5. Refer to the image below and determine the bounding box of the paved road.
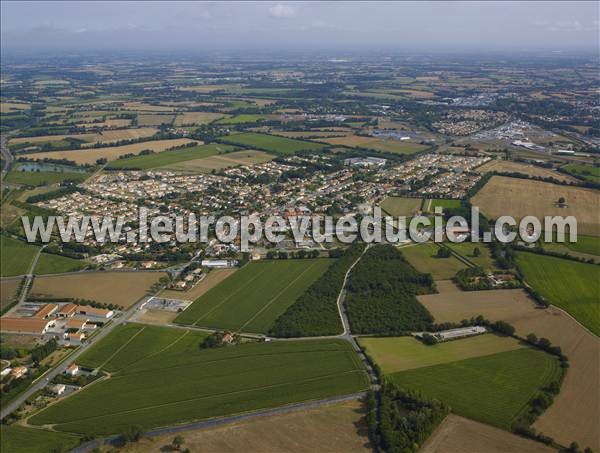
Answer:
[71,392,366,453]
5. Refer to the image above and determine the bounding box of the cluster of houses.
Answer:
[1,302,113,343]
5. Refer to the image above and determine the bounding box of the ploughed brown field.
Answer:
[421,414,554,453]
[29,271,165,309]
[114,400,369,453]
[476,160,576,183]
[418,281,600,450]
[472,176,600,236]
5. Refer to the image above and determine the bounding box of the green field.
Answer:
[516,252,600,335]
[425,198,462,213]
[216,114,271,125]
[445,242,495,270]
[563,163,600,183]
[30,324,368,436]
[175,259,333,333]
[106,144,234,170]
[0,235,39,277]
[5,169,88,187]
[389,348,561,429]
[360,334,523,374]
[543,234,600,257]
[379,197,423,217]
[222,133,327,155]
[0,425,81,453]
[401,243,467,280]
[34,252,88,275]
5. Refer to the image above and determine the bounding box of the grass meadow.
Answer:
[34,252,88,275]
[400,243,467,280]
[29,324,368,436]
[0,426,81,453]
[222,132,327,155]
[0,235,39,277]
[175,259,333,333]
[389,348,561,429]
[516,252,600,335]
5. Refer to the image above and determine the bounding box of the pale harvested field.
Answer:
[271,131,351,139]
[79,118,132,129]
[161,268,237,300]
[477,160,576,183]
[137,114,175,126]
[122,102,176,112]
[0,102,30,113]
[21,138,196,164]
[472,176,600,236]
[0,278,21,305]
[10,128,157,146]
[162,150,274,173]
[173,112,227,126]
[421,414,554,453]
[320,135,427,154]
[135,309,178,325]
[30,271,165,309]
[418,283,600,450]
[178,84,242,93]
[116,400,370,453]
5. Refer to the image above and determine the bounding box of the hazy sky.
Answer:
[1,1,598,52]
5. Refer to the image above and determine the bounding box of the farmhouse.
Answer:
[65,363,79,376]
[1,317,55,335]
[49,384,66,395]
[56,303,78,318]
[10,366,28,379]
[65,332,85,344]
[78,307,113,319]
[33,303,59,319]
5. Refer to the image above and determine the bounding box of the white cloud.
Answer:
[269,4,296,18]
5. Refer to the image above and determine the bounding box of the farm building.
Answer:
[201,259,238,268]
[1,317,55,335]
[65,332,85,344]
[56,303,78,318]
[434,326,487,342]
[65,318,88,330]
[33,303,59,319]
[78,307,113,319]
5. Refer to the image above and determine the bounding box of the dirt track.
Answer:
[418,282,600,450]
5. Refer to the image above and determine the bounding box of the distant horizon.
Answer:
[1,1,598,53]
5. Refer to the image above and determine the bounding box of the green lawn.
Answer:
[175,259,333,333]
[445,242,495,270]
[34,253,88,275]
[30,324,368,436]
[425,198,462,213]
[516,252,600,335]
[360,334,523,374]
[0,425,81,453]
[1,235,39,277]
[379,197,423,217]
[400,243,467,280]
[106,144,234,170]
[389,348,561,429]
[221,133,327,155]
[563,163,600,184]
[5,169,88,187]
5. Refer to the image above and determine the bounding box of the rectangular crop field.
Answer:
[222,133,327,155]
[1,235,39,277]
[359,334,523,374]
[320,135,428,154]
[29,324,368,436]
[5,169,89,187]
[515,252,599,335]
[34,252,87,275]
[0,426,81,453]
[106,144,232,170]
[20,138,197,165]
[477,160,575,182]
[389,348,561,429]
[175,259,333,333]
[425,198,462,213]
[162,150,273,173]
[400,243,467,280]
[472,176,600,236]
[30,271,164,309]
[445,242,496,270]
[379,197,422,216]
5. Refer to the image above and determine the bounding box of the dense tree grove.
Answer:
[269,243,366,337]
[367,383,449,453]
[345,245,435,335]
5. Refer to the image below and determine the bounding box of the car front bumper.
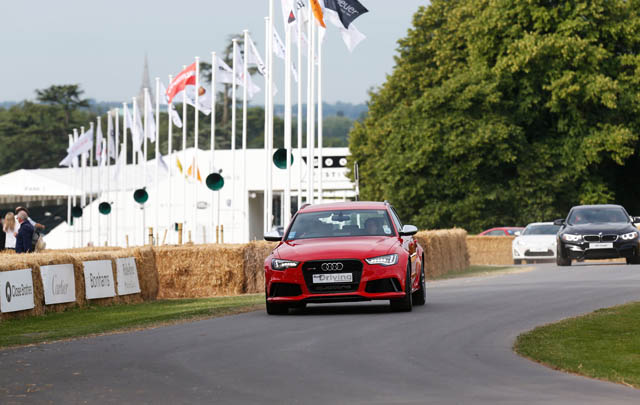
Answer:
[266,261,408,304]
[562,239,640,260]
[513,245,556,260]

====

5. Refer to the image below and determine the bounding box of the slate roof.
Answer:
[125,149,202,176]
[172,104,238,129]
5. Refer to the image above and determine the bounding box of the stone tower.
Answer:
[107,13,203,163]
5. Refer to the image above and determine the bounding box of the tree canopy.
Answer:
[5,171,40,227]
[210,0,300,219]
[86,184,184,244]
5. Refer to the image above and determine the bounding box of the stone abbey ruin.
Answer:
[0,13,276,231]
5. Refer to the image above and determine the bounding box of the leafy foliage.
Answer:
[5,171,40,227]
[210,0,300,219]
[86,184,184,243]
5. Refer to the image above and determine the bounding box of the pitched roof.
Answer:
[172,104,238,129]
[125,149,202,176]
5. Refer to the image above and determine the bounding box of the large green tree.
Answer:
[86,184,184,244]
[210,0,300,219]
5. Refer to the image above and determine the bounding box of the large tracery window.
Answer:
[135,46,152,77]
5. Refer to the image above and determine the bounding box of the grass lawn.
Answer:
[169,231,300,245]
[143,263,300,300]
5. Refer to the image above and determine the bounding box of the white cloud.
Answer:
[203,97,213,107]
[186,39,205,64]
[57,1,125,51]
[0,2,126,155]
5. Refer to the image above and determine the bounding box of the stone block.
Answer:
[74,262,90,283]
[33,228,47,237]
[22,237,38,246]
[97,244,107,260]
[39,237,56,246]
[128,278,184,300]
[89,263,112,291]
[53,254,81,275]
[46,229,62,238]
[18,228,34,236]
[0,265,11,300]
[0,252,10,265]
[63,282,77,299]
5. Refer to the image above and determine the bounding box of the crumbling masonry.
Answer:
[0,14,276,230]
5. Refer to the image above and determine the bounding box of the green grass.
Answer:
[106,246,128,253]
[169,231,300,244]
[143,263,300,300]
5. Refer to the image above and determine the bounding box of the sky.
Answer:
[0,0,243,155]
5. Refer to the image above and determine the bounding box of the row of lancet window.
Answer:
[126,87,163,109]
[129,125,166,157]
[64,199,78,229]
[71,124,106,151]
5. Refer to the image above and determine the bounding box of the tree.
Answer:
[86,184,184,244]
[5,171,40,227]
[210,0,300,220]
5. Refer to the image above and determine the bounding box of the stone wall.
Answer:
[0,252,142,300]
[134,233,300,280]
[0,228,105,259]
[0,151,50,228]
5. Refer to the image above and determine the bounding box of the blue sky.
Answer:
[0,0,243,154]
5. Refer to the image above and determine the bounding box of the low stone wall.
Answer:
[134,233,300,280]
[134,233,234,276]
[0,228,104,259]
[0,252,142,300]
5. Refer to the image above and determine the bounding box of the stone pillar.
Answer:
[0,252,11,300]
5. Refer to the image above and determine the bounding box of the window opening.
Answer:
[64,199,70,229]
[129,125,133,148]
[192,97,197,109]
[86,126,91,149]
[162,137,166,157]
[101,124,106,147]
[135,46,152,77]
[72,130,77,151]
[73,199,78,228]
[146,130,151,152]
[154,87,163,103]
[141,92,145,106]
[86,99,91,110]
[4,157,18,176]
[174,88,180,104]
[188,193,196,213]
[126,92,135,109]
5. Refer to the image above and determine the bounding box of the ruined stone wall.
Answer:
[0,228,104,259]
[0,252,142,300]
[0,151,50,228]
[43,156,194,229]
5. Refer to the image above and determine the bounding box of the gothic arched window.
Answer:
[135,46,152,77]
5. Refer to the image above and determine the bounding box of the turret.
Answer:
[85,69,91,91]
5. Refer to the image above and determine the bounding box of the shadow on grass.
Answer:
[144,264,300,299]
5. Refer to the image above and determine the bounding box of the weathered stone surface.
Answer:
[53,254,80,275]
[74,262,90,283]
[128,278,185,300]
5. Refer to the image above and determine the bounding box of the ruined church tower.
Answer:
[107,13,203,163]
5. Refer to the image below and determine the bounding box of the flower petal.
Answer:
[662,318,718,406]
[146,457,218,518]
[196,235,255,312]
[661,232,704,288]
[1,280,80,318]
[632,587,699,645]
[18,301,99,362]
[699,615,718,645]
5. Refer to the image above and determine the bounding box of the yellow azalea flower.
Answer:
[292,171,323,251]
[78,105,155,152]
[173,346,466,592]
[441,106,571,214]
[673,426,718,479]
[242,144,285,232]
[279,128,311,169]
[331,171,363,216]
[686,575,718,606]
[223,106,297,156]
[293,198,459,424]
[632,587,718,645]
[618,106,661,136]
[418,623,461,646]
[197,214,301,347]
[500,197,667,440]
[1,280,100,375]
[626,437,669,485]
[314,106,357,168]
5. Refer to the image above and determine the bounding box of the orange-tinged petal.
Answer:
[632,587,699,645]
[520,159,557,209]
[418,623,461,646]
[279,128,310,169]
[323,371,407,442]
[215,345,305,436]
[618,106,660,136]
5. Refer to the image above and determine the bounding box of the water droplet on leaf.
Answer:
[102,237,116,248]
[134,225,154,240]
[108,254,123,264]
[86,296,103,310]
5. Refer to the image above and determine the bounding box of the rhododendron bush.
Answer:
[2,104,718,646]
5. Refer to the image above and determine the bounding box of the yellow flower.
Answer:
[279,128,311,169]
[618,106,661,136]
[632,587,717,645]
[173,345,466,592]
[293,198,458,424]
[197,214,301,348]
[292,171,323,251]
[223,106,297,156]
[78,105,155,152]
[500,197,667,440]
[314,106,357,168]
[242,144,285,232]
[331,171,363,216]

====

- [Exercise aim]: Take the lines above from the one containing "the green grass." to the one containing "the window opening." and retype them exactly, both ends included, with nothing added.

- [Answer]:
5. Refer to the image above and determine the bounding box of the green grass.
Answer:
[106,246,128,253]
[169,231,300,244]
[143,263,300,300]
5. Refer to the image above and determine the bounding box of the sky.
Answer:
[0,0,243,155]
5. Refer to the image above and determine the bounding box of the row of lancet window.
Answer:
[126,87,163,109]
[129,125,166,157]
[64,199,78,229]
[71,124,106,151]
5. Refer to the image above and determine the bounding box of the tree.
Answer:
[86,184,184,244]
[5,171,40,227]
[210,0,300,220]
5. Refer to the image above and determine the bounding box of the stone wall.
Answer:
[0,252,142,300]
[134,233,300,280]
[0,228,105,259]
[0,151,50,228]
5. Refer to the image above and determine the bounding box of the blue sky.
Answer:
[0,0,243,154]
5. Refer to the image above and determine the bounding box of the low stone wall.
Answer:
[134,233,300,280]
[134,233,234,276]
[0,228,104,259]
[0,252,142,300]
5. Refer to the image above and determine the bounding box of the stone pillar.
Answer:
[0,252,11,300]
5. Refer to the image above and determine the bounding box of the window opening.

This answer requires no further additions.